Nouvelles de la France qui vient

Le vrai Roi

La radio du matin peut avoir du bon, même – ou surtout – lorsque celui qui parle    dit, sans sembler s’en apercevoir, n’importe quoi. Ainsi, sur une chaîne dont je    tairai le nom, un ecclésiastique dont je n’ai pas entendu comment il se nommait,    déclarait avec autorité que le report de la fête du Christ-Roi à la fin de l’année    liturgique clôturait un vieux débat dans l’Eglise, en choisissant une voie médiane    entre l’enfouissement des chrétiens et le règne social de Notre-Seigneur Jésus-Christ,    la présence de Jésus-Roi se manifestant dans l’action liturgique.

Après le premier moment d’agacement – pour être poli – je remercie cet intervenant    car il m’a permis de mieux comprendre le sens prophétique de mon petit livre de chevet    que je n’en finis pas de méditer : le procès de Jeanne d’Arc.

Historiquement, c’est une affaire politico-judiciaire, menée par de mauvais juges    ecclésiastiques, assistés de docteurs en université, payés par l’Anglais pour déconsidérer,    aux yeux de la chrétienté tout entière, le roi Charles, qui s’est laissé conduire    à la victoire par une sorcière démoniaque, hérétique et relapse.

Mais ce genre d’acte dépasse largement le premier sens littéral et politique pour    en acquérir un autre qui, sans contredire le premier, l’approfondit et le fait passer    de l’instant à l’histoire, du fait au symbole, du temps à l’éternité.

Car, face à ses juges, qu’elle appelle évêques, face à eux qui se disent, pour la    juger, l’Eglise, Jeanne brandit, sans cesse, son étendard « Notre Sire premier servi    ! »

Et Jeanne, condamnée, puis réhabilitée par un procès qui annule le procès de condamnation    n’est béatifiée, puis canonisée que presque cinq siècles plus tard, à la charnière    du XIXe et du XXe siècle, dans cette période où se pose précisément pour l’Eglise    une question qu’elle n’avait jamais connue dans son histoire, celle d’Etats non seulement    agnostiques ou païens, mais anti-chrétiens en même temps que post-chrétiens, le fait    étant que ces Etats ne sont plus incarnés par une personne – roi, empereur, prince     – mais par une abstraction dénommée « République », laquelle prétend, au nom même    de cette abstraction, s’ériger en puissance spirituelle, supérieure aux Eglises et    aux religions, au nom d’une laïcité devenue un super-dogme.

→ **ENREGISTREMENTS LISTÉS**:

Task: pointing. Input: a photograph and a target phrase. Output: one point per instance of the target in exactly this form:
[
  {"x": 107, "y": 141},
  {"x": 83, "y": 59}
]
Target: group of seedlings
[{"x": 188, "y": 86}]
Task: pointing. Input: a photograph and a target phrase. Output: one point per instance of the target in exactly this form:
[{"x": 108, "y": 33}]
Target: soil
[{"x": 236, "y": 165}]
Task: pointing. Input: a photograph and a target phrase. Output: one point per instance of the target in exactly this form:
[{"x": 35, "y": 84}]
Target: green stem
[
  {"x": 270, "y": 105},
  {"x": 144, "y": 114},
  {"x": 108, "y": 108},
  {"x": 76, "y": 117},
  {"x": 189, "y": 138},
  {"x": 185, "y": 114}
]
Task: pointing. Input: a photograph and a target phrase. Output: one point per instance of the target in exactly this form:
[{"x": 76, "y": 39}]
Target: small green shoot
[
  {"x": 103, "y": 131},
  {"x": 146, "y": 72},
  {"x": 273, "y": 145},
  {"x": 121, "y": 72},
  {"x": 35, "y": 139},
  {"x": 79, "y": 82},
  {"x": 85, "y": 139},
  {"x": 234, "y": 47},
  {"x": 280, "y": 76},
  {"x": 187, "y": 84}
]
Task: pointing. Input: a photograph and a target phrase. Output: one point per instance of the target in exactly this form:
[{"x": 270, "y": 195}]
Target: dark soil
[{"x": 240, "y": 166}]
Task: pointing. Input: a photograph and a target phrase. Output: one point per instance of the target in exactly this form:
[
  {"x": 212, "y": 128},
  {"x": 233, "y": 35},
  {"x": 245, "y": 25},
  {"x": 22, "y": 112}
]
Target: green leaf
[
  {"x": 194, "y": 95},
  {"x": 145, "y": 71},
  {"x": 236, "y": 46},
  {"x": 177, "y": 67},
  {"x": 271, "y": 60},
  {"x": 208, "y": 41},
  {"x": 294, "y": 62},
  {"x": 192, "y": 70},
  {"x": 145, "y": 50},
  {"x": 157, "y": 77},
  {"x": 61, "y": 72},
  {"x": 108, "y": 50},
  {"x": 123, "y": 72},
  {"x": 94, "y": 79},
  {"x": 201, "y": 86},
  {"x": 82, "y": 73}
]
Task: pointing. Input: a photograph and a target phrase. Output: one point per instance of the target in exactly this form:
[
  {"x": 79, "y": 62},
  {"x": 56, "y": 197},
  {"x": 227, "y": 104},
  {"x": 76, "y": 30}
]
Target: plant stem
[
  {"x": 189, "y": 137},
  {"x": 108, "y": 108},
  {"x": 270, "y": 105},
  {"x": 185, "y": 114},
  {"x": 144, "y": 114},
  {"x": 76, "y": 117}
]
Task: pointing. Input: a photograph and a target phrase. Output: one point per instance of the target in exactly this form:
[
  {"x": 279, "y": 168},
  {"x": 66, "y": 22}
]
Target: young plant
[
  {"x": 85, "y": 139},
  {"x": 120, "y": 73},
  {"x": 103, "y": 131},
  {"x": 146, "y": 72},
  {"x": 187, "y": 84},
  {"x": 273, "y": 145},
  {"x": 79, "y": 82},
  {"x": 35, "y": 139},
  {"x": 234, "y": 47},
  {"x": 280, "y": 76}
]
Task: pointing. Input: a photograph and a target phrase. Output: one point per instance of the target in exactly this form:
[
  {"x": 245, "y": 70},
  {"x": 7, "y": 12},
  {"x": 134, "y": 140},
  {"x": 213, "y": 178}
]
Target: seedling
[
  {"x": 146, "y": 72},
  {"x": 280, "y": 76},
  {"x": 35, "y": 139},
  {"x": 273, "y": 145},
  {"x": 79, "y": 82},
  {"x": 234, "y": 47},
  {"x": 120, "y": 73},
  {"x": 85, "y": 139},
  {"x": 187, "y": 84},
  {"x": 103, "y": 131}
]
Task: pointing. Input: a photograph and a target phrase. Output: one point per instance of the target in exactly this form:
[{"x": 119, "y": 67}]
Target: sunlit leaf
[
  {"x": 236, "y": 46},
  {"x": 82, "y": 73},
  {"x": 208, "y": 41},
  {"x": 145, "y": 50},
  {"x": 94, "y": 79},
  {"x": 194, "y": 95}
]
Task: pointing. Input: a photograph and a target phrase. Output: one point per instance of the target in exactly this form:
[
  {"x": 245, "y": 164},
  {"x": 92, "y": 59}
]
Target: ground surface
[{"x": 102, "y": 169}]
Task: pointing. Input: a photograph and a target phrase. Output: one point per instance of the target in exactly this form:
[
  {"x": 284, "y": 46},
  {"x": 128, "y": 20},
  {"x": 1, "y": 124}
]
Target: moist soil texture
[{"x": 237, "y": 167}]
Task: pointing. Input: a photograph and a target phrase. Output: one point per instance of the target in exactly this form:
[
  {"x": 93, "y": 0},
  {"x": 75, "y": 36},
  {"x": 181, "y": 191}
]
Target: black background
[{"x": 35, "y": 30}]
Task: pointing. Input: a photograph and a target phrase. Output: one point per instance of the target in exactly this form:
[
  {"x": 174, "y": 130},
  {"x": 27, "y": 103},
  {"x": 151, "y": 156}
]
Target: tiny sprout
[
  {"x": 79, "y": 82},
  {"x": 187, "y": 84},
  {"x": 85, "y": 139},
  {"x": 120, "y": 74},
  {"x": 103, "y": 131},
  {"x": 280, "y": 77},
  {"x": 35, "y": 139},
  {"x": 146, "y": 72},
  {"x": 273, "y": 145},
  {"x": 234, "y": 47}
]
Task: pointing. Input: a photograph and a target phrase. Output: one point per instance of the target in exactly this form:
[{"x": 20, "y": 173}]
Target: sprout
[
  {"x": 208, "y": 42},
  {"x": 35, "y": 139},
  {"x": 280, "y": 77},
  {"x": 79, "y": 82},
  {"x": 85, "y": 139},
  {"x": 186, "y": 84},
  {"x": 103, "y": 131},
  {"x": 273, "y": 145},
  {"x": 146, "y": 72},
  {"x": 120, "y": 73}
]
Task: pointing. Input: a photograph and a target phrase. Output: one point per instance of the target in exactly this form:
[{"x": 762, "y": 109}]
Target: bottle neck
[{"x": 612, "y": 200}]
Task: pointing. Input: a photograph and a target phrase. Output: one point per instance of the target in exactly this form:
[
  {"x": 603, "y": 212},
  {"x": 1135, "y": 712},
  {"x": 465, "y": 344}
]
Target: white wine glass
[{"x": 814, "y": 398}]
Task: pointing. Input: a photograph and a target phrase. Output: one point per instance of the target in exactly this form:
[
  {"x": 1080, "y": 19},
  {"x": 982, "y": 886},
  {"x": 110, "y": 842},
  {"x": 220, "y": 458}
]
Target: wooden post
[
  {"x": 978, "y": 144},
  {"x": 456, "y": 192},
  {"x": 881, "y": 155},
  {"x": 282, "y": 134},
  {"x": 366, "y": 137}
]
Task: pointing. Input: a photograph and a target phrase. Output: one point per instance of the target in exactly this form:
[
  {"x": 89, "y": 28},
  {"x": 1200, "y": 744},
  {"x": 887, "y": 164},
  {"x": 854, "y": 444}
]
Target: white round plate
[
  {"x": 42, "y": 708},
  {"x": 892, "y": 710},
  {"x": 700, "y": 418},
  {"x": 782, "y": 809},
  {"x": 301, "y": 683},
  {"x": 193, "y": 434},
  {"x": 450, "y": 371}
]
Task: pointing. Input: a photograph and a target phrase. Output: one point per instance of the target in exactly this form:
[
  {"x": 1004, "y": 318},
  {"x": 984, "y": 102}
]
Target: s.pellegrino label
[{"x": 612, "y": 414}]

→ **À FAIRE**: Poursuivez le texte sur le procès de Jeanne d'Arc et la royauté du Christ en reprenant après sa dernière phrase. Les enregistrements n'ont aucun rôle ici.

→ **RÉSULTAT**:
C’est dans ce contexte qu’éclate la sainteté de Jeanne, portée sur les autels et,    de plus, déclarée par la loi « héroïne nationale », tandis que l’Eglise en fait «     la patronne secondaire de la France ».

Or, que nous dit cette jeune et nouvelle sainte, sinon que Notre-Seigneur Jésus-Christ    est vrai roi de France ?

Toutes les tentatives d’annexion de la Vierge chrétienne et nationale, par des partis,    des mouvements, des clans ou des « hommes (soi-disant) providentiels » se brisent    sur cette évidence que Jeanne proclame.

Mon chroniqueur ecclésiastique anonyme, qui ne pensait sûrement pas à cette exception    française a sans le vouloir, j’en suis certain, repris sur le mode mineur l’antienne    du clergé parisien et beauvaisis du XVe siècle : au nom de quelle autorité cette    jeune fille vient-elle nous faire la leçon et prétendre que « Jésus-Christ est vrai    roi de France », à nous qui sommes les seules vraies autorités de l’Eglise du Christ    ? Jésus-Christ est roi dans l’action liturgique dont nous sommes les célébrants et    dont nous fixons l’ordre et le calendrier. Tout le reste n’est qu’abus et prétention    puisque nous ne pouvons pas le contrôler…

Le cléricalisme ne consiste pas à refuser aux laïcs de lire la seconde lecture ou    de distribuer la sainte communion. Le cléricalisme, dans son fondement inacceptable,    consiste à considérer que le pouvoir temporel, en tant que tel, qu’il soit président,    roi, ou empereur ne peut pas être chrétien, car il n’y a pas de pouvoir chrétien    autonome, dans son ordre, par rapport au pouvoir spirituel. Mieux vaut une république    athée qu’un prince chrétien qui ne serait pas celui que nous, clercs, avons choisi.    Tel est le signe de contradiction, aujourd’hui, comme il y a cinq siècles, celui    de Jeanne, et telle est aussi l’extrême actualité de son message.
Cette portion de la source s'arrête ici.